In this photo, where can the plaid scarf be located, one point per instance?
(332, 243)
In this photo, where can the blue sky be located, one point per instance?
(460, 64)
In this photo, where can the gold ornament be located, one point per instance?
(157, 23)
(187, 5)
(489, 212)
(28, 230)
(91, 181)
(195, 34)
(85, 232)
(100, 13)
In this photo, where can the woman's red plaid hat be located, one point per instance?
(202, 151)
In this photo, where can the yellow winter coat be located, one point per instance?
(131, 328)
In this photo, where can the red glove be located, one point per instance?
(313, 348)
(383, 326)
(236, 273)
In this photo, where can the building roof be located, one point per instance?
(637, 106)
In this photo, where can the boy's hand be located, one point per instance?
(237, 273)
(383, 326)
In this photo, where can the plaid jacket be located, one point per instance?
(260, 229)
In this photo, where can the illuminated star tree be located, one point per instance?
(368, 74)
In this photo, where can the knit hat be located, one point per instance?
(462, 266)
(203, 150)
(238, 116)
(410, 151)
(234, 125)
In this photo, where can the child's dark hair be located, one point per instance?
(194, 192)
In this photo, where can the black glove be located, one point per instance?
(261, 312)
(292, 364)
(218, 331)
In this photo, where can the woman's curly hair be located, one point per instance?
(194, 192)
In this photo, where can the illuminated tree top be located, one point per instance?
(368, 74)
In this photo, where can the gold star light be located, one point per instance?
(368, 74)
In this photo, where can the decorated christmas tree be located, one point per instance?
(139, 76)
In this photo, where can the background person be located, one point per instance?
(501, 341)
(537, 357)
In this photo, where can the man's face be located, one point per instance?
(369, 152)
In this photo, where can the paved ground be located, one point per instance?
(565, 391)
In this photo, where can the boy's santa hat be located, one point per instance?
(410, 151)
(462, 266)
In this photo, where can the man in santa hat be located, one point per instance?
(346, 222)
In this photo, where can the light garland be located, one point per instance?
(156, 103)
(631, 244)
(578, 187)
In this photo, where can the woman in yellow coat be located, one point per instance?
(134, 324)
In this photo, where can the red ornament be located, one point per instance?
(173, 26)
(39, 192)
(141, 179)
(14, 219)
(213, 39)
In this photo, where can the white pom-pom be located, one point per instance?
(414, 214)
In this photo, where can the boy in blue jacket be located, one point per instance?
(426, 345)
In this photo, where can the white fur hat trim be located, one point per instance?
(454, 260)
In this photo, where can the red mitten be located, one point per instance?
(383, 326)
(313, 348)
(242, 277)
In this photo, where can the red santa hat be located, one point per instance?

══════

Task description
Set down the whole of the material again, exactly.

Final answer
In this photo, where can the plaid scarf be located, one point per instance?
(332, 243)
In this photo, where can the blue sky be located, one point per instance?
(460, 64)
In this photo, where can the gold ornament be located, one point per instance?
(157, 23)
(187, 5)
(489, 212)
(28, 230)
(91, 181)
(195, 34)
(85, 232)
(100, 13)
In this photo, where can the woman's red plaid hat be located, one point per instance?
(202, 151)
In this photo, where can the yellow winter coat be located, one point per instance?
(131, 328)
In this photo, where can the red glove be located, one point per instance?
(313, 348)
(383, 326)
(236, 273)
In this photo, where can the building roof be located, one point per instance?
(637, 106)
In this photo, where can the boy's hand be located, one point per instance?
(237, 273)
(383, 326)
In this photo, where can the plaid jacket be located, one point per instance?
(260, 229)
In this photo, where can the illuminated star tree be located, one point per instance?
(368, 74)
In this photo, where can the knit hat be located, one point per instance?
(462, 266)
(203, 150)
(238, 116)
(410, 151)
(234, 125)
In this photo, where can the child's dark hair be located, one point per instance?
(194, 192)
In this photo, where can the black glove be located, one point per instance?
(261, 312)
(292, 364)
(218, 331)
In this photo, where can the woman's curly hair be located, one point per instance?
(194, 192)
In this photo, where can the illuminated tree top be located, one point per instance?
(368, 74)
In this photo, where can the gold star light be located, one point per instance?
(368, 74)
In this photo, where can the decorated christmas tree be located, one point per instance?
(139, 76)
In this photo, where can the background person be located, one point per instance?
(501, 341)
(537, 357)
In this photo, where can the man's face be located, one point per instance?
(369, 152)
In this photo, where can the paved ground be located, one point per instance?
(565, 391)
In this photo, where can the boy's santa hat be located, one point per instance?
(410, 151)
(462, 266)
In this photo, where can the man in santa hat be located, one point per instance?
(346, 222)
In this photo, where can the light garland be located, one point per instance?
(156, 103)
(631, 244)
(578, 187)
In this photo, where can the woman in yellow coat be located, one point per instance?
(134, 324)
In this photo, where can the red ornament be located, one point per instance?
(173, 26)
(39, 192)
(141, 179)
(14, 219)
(213, 39)
In this photo, where can the white pom-pom be located, one point per instance?
(414, 214)
In this photo, where can the boy in blue jacket be located, one point per instance?
(426, 345)
In this photo, where can the white fur hat trim be located, one point per instance?
(454, 260)
In this photo, where can the red mitten be located, one point per instance?
(383, 326)
(313, 348)
(242, 277)
In this photo, where can the red santa hat be located, one point per instance?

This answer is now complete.